Internet Statement 2008-39

 

Zwei Blinde, die dem Lahmen auf die Sprünge helfen wollen

Gabriel und Steinmeier (SPD) als rettende Ratgeber der USA in der Krise

Walter Grobe, 29.9.2008   

Am 29.9. ist in der „FAZ“ ein skurriles Stück Politikastertum zu lesen, verantwortet von „Bundesumweltminister“ Sigmar Gabriel und dem Außenminister der SPD, Frank-Walter Steinmeier, der gleichzeitig „Kanzlerkandidat“ für die SPD spielt.

Es handelt sich um ein Angebot an den zukünftigen Präsidenten der USA, ganz gleich ob Obama oder McCain, für eine „transatlantische Klimabrücke“. Unter der Phrase „Wer, wenn nicht wir?“, mit der sich die Autoren anscheinend selbst Mut machen wollen, wird den USA die Partnerschaft einer ganz im Zeichen der Ökopolitik stehenden Bundesrepublik Deutschland angeboten:

„Wer auch immer das Rennen für sich entscheidet: Unsere Hand ist ausgestreckt, gemeinsam mit den Vereinigten Staaten den Klimaschutz und eine zukunftsfähige Energiepolitik voranzubringen.“

„Gemeinsam mit den Vereinigten Staaten können wir eine Führungsrolle im internationalen Klimaschutz einnehmen, technologische Durchbrüche erzielen und ein erfolgreiches Kyoto-Folgeabkommen verhandeln.“

Auch wenn es vielleicht einigen rückwärtsgerichteten Gemütern die Stimmung trübt, muß hier einmal mehr festgehalten werden, daß solche Vorschläge auf idiotischen Voraussetzungen beruhen, wie daß der Welt eine „Klimakatastrophe“ drohe. Es gibt vielleicht ein paar Klimaänderungen wie immer in der Erdgeschichte - derzeit heißt es übrigens von mancher Seite eher mal wieder, es werde kälter -, aber die reale Katastrophe, die derzeit am Anrollen ist, ist die des Kapitalismus. Gibt es eigentlich im derzeitigen Phrasenkarussel der kapitalistischen Politiker etwas Abgedroscheneres als die ewige Litanei vom „Überleben unseres Planeten“ (Gabriel/Steinmeier)? Das sind und waren schon immer Tarnphrasen für die hinterlistigsten und sozial schädlichsten kapitalistischen Manöver, Überlebenstricks von Reaktionären. Den Herrschaften fällt einfach nichts mehr ein.

[Gespeicherte Einträge]
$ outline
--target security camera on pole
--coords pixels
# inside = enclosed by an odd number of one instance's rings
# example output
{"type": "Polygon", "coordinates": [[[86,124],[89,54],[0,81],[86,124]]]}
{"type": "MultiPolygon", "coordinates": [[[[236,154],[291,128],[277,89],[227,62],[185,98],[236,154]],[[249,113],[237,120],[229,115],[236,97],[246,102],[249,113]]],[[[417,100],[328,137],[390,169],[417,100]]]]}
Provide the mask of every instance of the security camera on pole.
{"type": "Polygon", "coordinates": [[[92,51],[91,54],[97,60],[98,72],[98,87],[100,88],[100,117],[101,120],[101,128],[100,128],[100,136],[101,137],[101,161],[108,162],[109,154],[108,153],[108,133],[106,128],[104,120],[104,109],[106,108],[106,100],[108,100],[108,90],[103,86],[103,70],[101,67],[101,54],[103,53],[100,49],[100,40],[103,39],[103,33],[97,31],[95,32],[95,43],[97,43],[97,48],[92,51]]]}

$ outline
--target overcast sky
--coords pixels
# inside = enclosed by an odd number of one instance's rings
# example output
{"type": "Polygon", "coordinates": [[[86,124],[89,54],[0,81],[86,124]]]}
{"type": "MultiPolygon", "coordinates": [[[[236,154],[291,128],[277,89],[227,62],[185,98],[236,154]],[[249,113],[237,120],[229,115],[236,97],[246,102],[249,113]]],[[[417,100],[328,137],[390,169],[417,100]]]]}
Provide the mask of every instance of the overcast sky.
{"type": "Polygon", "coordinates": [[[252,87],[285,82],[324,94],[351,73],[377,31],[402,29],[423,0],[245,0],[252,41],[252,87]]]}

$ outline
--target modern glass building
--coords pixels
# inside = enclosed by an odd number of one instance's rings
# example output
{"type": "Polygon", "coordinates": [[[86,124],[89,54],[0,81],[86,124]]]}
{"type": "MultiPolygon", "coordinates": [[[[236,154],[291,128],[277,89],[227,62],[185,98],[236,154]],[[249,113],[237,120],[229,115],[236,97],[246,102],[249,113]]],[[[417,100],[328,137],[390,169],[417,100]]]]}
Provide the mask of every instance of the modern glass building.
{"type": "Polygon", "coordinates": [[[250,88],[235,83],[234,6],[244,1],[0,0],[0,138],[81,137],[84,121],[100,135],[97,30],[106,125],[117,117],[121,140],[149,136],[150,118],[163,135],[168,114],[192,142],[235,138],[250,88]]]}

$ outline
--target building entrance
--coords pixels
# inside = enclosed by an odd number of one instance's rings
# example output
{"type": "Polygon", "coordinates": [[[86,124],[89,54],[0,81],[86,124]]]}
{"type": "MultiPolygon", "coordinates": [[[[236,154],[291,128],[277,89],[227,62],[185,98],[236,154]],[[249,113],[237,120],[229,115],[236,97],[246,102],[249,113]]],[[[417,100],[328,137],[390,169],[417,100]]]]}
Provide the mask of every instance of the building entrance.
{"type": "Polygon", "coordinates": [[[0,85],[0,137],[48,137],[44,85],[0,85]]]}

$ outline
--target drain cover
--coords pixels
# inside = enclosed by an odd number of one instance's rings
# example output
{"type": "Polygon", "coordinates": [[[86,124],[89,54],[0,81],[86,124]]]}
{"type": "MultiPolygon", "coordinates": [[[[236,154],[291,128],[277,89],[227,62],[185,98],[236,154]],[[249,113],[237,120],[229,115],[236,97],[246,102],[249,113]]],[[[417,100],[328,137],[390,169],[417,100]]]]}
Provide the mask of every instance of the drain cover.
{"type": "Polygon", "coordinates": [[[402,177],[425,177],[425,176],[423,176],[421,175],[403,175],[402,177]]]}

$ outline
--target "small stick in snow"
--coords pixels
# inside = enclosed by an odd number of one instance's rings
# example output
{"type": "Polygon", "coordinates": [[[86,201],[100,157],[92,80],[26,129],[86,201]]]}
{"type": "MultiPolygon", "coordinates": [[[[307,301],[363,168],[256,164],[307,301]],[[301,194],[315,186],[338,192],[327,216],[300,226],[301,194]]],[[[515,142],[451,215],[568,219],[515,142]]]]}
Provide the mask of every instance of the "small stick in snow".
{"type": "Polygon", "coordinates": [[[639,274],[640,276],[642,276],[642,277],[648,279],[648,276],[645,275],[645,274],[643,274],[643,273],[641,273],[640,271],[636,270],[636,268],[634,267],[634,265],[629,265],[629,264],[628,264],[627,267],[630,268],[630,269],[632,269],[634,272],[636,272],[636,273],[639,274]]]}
--
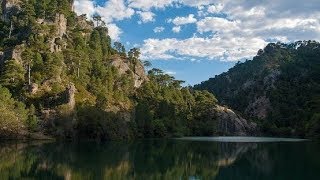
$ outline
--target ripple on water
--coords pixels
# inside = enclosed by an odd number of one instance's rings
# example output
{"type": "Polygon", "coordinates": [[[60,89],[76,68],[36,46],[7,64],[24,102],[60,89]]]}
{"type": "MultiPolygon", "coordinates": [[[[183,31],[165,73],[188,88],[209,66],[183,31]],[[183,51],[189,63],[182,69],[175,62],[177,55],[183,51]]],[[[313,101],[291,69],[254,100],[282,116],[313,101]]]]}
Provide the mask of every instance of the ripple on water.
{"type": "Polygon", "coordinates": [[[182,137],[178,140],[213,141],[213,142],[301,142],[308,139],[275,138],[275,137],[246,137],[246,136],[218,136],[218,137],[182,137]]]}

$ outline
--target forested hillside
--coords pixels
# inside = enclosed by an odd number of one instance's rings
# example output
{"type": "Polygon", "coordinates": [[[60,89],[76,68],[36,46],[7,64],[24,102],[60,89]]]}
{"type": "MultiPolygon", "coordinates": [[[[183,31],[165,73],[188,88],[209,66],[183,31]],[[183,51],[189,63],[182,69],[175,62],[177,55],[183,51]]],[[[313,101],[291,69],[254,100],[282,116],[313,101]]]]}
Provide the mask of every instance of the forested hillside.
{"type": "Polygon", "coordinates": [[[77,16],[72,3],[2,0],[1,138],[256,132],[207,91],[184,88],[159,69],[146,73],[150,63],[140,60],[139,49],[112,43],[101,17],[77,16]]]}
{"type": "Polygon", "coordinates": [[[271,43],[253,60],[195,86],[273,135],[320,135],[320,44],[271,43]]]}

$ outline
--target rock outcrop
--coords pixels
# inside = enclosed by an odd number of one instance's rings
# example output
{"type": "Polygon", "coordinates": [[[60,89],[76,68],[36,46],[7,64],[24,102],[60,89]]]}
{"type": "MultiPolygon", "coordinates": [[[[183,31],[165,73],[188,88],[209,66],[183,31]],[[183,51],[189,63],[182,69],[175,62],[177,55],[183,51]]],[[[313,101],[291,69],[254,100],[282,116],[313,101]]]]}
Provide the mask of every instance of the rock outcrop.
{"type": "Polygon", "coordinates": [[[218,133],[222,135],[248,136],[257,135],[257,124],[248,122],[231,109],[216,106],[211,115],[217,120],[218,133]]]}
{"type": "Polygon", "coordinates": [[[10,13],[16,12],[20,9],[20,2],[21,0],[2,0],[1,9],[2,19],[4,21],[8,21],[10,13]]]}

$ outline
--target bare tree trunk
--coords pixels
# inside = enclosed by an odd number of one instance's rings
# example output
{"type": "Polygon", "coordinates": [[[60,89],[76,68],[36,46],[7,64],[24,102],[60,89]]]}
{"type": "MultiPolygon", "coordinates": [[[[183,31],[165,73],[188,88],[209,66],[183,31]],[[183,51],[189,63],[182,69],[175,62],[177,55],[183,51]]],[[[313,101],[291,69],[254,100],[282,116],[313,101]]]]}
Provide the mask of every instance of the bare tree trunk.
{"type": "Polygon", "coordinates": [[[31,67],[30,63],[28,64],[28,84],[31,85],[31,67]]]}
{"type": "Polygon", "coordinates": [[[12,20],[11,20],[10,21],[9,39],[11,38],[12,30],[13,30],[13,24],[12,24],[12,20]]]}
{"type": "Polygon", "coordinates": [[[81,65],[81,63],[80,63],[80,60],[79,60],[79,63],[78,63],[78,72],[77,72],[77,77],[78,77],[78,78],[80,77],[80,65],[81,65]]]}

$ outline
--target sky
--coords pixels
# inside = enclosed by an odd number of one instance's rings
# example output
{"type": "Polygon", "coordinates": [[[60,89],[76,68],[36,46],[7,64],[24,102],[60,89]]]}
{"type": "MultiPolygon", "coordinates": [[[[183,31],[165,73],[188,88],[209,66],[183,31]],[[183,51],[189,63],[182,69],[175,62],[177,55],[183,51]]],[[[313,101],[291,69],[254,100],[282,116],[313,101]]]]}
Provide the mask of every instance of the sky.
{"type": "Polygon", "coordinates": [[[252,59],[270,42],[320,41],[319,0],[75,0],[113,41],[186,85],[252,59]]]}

AUSZUFÜHRENDE AUFGABE
Gib aus dem Text über die transatlantische Klimabrücke den Abschnitt wortgetreu aus, der mit den Worten "Internet Statement 2008-39" beginnt und mit "die SPD spielt." endet.

ENDGÜLTIGE ANTWORT
Internet Statement 2008-39

 

Zwei Blinde, die dem Lahmen auf die Sprünge helfen wollen

Gabriel und Steinmeier (SPD) als rettende Ratgeber der USA in der Krise

Walter Grobe, 29.9.2008   

Am 29.9. ist in der „FAZ“ ein skurriles Stück Politikastertum zu lesen, verantwortet von „Bundesumweltminister“ Sigmar Gabriel und dem Außenminister der SPD, Frank-Walter Steinmeier, der gleichzeitig „Kanzlerkandidat“ für die SPD spielt.